### Page extract
Fixing the flake on CI

Fixing the flake

A journey into what javascript means for integration tests.

The TodoMVC integration suite is a unique beast, it has several interesting demands that make it unlike any test suite that I have ever worked on before. The suite must be adaptive in the selectors that it uses based on what version of the spec the app was written against 90619f5, and it must be able to handle slight variations per implementation 1eeb055.

Our suite like most tests suites in the real world was been plagued by flakey and simply failing tests on CI for a long time. Now that we are running the tests on every PR 75f6a68 on travis 980cf54 this flakiness has only become more obvious and bothersome.

I wanted to use the TodoMVC test suite as an example of how someone could write explicit tests without succumbing to the dreaded:

//without this tests randomly fail?
driver.sleep(2000);

The first step in fixing the flake was to identify, classify, and hypothesis these seemingly random failures in our suite.

First lets look at how these failures manifested themselves in the test runs.

The story of the stale element

What does stale element even mean?

Well plenty of people are curious based on the 300+ questions on stackoverflow

Selenium provides a handy page explaining what this means and how to avoid it.

http://docs.seleniumhq.org/exceptions/stale_element_reference.jsp

A stale element reference exception is thrown in one of two cases, the first being more common than the second:
The element has been deleted entirely.
The element is no longer attached to the DOM.

Before we go into a solution, we should explore how this can happen, and why it happens with modern javascript applications.

Imagine a case where you have a list of elements and your fancy new framework does an inline replacement of elements instead of mutating the existing element, therefore as far as selenium knows the element has been deleted or is detached (depending on the object pooling / implementation details of the framework)

Well dang that stinks because this is going to happen with pretty much every single new framework out there.

to list a few...
Angular angular/protractor#543
React http://stackoverflow.com/questions/30862414/working-around-staleelementreference-in-selenium-webdriver-when-testing-a-react
Backbone http://stackoverflow.com/questions/28856332/dealing-with-stale-elements-when-using-webdriver-with-backbone-js

So what is the solution to the stale element issue? Well instead of hanging onto DOM nodes that we get from selenium we should look them up each time and interact with them. What does this even look like?

In this case what I ended up doing was fetching a list of DOM nodes and then holding onto their index position in the DOM and then requerying them based on this index each time that I needed to interact with it.

### Set task A
List the frameworks that the flaky-test article names as examples of the stale element problem.
### Set task B
For each statement, say whether it agrees with the flaky-test article, and quote the words that decide it. (i) The tests are run on every PR. (ii) The recommended fix is to keep hold of the DOM nodes that selenium returns. (iii) Of the two cases that throw a stale element reference exception, an element that is no longer attached to the DOM is the more common one.

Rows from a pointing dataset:
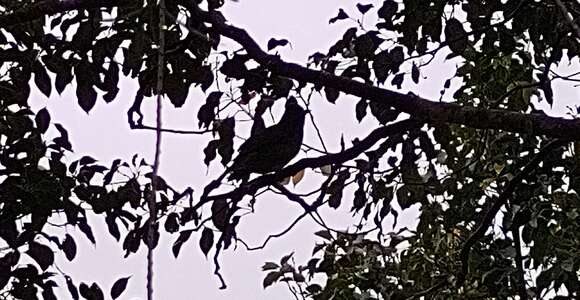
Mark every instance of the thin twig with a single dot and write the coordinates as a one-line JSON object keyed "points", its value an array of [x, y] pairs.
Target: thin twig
{"points": [[500, 201], [152, 199], [568, 17], [521, 283]]}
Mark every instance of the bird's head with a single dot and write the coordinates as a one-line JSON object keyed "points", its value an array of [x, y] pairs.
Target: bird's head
{"points": [[294, 109]]}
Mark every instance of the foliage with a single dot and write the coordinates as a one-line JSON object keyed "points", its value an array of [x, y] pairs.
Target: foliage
{"points": [[495, 178]]}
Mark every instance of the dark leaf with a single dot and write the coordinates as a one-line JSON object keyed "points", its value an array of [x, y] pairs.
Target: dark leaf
{"points": [[456, 36], [63, 78], [42, 254], [42, 120], [271, 278], [325, 234], [176, 89], [388, 10], [87, 160], [286, 258], [93, 292], [364, 8], [183, 237], [119, 287], [172, 223], [341, 16], [398, 80], [72, 289], [270, 266], [112, 226], [109, 176], [86, 229], [331, 94], [381, 65], [69, 247], [206, 113], [273, 43], [219, 214], [415, 73], [548, 92], [87, 97], [210, 151], [41, 78], [361, 109], [226, 142], [206, 240]]}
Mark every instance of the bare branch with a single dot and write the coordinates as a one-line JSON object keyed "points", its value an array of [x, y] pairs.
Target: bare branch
{"points": [[432, 112]]}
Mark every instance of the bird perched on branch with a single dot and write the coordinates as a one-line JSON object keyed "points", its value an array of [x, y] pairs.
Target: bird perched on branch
{"points": [[271, 148]]}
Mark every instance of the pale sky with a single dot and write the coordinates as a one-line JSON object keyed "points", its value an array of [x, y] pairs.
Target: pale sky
{"points": [[105, 135]]}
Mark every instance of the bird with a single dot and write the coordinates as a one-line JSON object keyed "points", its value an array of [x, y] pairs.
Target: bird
{"points": [[271, 148]]}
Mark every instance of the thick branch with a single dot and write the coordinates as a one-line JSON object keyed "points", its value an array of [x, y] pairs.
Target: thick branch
{"points": [[430, 111], [310, 163]]}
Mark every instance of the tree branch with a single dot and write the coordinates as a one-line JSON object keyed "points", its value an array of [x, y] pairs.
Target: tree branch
{"points": [[496, 206], [568, 18], [429, 111], [310, 163], [432, 112], [51, 7]]}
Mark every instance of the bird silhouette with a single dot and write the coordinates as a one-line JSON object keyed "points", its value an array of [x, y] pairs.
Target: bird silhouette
{"points": [[270, 149]]}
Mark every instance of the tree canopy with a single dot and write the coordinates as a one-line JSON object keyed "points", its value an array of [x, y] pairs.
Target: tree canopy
{"points": [[492, 169]]}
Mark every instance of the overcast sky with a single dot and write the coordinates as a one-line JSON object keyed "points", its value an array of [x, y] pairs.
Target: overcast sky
{"points": [[105, 135]]}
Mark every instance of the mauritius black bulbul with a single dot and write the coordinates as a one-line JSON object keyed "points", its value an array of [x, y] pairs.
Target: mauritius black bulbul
{"points": [[271, 148]]}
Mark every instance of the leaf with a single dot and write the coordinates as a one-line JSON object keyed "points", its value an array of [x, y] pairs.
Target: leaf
{"points": [[72, 289], [381, 65], [176, 89], [210, 151], [341, 16], [42, 120], [363, 8], [270, 266], [325, 234], [398, 80], [326, 170], [69, 247], [415, 73], [298, 177], [331, 94], [361, 109], [87, 160], [63, 79], [271, 278], [219, 214], [285, 259], [456, 36], [93, 292], [273, 43], [172, 222], [119, 287], [112, 226], [183, 237], [42, 254], [548, 92], [388, 10], [41, 78], [226, 142], [87, 97], [314, 289], [206, 240], [86, 229], [285, 181]]}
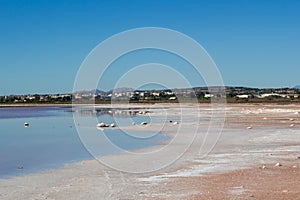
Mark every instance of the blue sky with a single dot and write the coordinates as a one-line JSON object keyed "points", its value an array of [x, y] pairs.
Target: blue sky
{"points": [[43, 42]]}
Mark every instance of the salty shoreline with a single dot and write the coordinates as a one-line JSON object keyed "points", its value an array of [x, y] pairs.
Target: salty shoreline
{"points": [[253, 136]]}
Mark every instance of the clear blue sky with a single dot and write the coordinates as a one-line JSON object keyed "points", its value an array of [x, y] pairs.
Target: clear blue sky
{"points": [[43, 42]]}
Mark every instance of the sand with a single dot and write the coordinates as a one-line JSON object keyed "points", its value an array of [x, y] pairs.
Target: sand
{"points": [[241, 165]]}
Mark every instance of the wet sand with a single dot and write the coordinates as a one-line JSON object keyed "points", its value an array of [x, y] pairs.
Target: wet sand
{"points": [[240, 166]]}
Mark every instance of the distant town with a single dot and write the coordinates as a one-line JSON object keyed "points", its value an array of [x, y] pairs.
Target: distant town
{"points": [[203, 94]]}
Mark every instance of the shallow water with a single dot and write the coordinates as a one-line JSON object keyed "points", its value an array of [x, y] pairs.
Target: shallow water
{"points": [[51, 140]]}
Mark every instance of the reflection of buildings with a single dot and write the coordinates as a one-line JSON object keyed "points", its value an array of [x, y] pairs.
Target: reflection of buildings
{"points": [[114, 112]]}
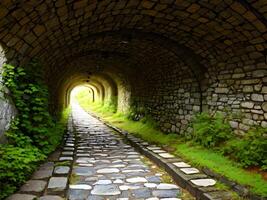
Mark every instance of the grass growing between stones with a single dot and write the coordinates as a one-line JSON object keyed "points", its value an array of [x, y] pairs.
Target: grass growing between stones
{"points": [[191, 152], [165, 177]]}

### Expected answer A
Angular, React, Backbone

### Expected answer B
(i) Yes: "we are running the tests on every PR"
(ii) No: "instead of hanging onto DOM nodes that we get from selenium we should look them up each time and interact with them"
(iii) No: "the first being more common than the second", and the first case is "The element has been deleted entirely."